* [ACTIVITIES]:
A. According to the album description, why can the sparkling of a fire be heard on some tracks?
B. Copy the album description word for word from "10-track black CDR" up to and including "in February 2012)".

Johan Agebjörn - ”Music with less electricity”

”It's so much easier for an electronic musician to just make a series of
albums with beats. But this is something different altogether. The only
artist that i can think of who has done anything similar to this is maybe
Aphex Twin on "Druqks". But his compositions on the piano are not as
brilliant and refreshing as Johan's.”

• •Jon Zaremba

10-track black CDR
T ime:
35:06
Edition: 50 copies (sold out), downloads available from iTunes, Amazon, Bandcamp
Release date: September 4th, 2006 (downloads released in February 2012)
Cat. no.:
h:m002

”Music with less electricity” is a collection of piano compositions that were originally never meant to be recorded or performed. Most of them served more as some kind of therapy, being composed during a hard period of Johan's life when the piano was his only bright spot. However, later his girlfriend asked him to record the songs for her, which he did, most of them in December 2004. The cottage of Mossebo (see f.a.q.) was so cold that it was absolutely necessary to keep the fire burning - you can't play the piano with freezing fingers - so on some tracks you can hear the sparkling of the fire.

The title of the album was chosen since this album is less electronic than the rest of the music that Johan composes. The track ”Less electricity” was composed during the storm Gudrun, when Mossebo was out of electricity for three days. A few months later, a friend of Johan convinced him to release the album. After having polished some of the recordings and added background strings etc. to some tracks (making it ”less electric” rather than completely acoustic), this is now happening.

1. Song in c minor
2. Rosa Luxemburg
3. The fox, the rat and the pig
4. Folk music-ish
5. Song in g minor
6. 8ths

7. Less electricity
8. Song II in c minor
9. Fragments of a cathedral (Acoustic version)
10. Universal love

All tracks composed by Johan Agebjörn except ”The fox, the rat and the pig” based on a traditional song and ”Fragments of a cathedral” based on ”La Cathédrale engloutie” by Claude Debussy.

* [GIVEN INFORMATION]:
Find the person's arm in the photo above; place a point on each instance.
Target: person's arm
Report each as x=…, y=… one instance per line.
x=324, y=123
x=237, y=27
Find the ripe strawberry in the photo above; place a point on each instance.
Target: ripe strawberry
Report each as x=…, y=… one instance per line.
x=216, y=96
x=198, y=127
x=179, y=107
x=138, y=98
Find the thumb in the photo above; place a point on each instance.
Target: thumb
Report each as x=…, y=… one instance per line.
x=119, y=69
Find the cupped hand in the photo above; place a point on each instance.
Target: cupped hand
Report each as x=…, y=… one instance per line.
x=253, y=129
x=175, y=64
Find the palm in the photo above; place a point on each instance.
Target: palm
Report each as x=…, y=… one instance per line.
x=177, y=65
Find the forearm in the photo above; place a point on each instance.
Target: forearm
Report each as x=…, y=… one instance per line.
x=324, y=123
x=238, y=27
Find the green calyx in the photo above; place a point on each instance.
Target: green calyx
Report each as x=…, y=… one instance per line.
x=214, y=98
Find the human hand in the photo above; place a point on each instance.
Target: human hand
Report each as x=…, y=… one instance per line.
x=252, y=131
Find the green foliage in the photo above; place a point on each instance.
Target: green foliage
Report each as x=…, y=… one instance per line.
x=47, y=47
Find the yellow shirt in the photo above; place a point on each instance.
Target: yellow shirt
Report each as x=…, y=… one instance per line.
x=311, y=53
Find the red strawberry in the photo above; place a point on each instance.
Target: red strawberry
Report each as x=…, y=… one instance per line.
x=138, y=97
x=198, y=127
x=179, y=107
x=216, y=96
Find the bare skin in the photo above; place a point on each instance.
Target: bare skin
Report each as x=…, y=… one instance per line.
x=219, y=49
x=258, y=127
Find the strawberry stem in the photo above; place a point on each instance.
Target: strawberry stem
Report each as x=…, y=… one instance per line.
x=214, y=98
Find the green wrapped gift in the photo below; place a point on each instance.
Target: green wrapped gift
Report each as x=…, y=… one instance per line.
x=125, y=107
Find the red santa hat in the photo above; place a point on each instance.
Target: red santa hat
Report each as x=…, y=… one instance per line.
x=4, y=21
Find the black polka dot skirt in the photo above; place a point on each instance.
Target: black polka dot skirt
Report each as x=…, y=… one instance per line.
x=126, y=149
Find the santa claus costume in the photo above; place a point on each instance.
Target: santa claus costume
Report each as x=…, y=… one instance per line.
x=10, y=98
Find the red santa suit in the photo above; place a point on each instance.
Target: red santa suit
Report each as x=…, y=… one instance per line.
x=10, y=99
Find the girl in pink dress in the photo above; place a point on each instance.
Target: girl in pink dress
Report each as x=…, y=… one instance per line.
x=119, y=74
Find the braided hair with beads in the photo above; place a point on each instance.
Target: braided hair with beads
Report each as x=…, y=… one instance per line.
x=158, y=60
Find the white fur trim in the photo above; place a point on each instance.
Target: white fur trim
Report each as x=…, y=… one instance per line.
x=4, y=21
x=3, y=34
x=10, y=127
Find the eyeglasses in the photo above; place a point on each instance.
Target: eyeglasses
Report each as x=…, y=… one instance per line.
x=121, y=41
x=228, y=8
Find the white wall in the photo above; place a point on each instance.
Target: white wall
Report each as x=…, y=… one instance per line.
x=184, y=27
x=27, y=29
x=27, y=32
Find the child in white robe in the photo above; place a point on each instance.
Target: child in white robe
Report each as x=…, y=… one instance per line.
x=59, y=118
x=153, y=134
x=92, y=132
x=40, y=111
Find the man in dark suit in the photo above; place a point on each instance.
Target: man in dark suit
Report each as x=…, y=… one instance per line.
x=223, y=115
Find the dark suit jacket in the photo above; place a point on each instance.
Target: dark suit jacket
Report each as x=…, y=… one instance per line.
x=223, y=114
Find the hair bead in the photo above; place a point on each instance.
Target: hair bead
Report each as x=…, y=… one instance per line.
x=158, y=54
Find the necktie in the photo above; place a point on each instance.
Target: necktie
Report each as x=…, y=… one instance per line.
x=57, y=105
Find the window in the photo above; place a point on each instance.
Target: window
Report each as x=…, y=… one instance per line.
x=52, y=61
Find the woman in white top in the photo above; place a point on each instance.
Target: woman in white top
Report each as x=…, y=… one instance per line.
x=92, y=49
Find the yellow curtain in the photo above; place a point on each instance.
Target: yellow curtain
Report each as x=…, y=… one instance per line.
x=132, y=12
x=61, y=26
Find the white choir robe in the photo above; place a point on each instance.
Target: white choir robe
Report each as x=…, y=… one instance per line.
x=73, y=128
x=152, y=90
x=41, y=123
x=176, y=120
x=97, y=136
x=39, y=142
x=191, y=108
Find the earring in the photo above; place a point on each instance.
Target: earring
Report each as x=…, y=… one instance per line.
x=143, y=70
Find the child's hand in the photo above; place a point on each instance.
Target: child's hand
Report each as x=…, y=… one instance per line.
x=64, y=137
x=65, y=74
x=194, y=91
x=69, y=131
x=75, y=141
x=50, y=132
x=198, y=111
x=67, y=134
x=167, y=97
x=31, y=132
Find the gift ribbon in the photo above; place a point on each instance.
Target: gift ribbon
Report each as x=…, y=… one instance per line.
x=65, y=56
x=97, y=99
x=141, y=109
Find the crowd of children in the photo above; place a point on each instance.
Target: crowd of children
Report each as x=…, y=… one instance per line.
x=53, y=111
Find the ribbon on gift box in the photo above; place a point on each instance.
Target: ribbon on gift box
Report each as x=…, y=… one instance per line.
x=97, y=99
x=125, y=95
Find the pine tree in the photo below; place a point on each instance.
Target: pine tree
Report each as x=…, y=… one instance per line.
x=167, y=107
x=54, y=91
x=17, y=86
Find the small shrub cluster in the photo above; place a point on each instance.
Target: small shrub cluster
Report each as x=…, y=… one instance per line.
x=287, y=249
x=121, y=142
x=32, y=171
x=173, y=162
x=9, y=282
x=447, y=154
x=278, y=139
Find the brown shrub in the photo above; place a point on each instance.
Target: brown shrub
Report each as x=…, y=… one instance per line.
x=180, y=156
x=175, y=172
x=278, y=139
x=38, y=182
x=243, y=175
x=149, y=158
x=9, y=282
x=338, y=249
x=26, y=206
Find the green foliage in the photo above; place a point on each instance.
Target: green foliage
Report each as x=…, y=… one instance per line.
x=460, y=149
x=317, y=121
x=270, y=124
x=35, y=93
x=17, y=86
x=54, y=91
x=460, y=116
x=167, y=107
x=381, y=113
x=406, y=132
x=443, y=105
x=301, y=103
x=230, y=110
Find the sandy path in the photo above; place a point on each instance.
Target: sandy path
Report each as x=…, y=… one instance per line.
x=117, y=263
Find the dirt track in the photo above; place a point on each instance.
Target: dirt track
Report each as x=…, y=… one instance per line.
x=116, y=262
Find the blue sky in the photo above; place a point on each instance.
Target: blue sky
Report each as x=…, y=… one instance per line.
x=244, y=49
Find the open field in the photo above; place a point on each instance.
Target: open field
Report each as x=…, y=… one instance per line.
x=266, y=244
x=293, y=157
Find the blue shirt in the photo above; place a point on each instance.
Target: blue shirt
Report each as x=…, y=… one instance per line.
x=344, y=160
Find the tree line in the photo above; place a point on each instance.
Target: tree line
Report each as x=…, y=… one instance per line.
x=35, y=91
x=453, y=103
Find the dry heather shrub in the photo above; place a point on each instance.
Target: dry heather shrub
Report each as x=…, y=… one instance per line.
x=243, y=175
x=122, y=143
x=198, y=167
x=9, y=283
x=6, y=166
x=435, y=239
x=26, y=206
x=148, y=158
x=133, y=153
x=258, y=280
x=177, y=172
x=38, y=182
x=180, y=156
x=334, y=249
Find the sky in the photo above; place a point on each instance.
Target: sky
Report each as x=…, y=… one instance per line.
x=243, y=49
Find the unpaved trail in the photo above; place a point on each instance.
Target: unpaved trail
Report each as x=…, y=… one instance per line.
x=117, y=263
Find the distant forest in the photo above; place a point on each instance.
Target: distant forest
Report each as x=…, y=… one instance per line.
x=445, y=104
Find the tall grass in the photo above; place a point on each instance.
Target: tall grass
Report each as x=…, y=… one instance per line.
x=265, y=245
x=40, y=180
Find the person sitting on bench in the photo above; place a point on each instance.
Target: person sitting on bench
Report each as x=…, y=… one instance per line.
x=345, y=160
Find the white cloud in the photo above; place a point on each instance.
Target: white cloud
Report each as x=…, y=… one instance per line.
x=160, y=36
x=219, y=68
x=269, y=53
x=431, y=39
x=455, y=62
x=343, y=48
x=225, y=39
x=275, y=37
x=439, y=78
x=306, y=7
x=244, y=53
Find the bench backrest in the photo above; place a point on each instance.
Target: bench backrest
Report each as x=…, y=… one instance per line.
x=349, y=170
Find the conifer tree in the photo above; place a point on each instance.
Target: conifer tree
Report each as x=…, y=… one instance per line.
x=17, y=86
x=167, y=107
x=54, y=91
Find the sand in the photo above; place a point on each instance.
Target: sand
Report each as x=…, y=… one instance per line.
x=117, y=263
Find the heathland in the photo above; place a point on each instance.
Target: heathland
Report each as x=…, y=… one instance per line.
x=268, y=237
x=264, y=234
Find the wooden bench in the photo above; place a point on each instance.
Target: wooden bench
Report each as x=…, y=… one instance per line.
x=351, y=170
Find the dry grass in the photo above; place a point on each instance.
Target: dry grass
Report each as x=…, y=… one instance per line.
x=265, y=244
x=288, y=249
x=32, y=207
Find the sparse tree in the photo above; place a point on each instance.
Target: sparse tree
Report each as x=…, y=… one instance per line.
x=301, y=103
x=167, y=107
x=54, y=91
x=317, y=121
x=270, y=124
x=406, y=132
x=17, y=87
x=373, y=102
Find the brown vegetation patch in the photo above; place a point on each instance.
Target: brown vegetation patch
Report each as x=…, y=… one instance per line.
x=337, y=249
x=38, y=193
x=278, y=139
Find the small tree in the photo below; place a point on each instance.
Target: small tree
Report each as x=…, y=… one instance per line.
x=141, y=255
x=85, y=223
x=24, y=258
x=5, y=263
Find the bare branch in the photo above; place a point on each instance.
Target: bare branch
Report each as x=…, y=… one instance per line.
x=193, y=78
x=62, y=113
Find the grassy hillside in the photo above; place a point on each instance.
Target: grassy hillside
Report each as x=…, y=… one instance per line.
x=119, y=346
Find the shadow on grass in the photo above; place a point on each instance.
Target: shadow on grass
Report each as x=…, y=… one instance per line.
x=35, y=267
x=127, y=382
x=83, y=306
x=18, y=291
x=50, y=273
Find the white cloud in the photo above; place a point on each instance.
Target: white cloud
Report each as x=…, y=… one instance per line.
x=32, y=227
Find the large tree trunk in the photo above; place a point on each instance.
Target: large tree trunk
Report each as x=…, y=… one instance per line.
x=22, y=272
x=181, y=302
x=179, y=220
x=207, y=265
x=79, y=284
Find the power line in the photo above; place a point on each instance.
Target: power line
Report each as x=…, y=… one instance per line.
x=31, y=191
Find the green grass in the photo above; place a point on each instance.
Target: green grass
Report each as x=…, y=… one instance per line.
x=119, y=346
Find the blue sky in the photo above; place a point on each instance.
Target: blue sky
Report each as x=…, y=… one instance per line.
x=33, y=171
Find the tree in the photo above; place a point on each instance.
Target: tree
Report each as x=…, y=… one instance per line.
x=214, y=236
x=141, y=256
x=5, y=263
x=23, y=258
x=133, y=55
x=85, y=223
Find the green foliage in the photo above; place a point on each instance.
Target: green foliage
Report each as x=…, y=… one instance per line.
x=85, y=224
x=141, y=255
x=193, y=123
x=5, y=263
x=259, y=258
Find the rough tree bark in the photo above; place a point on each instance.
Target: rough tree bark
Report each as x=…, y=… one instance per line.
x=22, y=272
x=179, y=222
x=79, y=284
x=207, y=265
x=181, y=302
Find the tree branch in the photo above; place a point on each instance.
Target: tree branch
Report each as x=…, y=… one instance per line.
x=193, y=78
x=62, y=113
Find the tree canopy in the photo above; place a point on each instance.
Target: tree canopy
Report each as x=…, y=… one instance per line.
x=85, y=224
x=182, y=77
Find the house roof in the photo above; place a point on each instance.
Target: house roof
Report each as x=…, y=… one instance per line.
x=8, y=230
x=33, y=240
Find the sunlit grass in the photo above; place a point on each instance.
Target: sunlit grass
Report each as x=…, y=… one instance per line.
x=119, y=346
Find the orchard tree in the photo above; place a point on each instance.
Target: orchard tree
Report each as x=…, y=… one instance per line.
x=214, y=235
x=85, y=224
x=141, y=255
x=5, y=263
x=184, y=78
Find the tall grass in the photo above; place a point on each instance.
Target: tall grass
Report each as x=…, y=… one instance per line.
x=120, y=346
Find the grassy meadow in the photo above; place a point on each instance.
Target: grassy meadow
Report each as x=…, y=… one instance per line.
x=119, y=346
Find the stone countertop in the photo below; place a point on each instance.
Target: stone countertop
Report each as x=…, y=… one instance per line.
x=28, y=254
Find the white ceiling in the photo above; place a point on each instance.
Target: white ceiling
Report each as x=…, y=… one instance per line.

* [PER-TASK OUTPUTS]:
A. The songs were recorded in the cottage of Mossebo, which was so cold that the fire had to be kept burning, since the piano can't be played with freezing fingers. As a result, the sparkling of the fire is audible on some tracks.

B.
10-track black CDR
T ime:
35:06
Edition: 50 copies (sold out), downloads available from iTunes, Amazon, Bandcamp
Release date: September 4th, 2006 (downloads released in February 2012)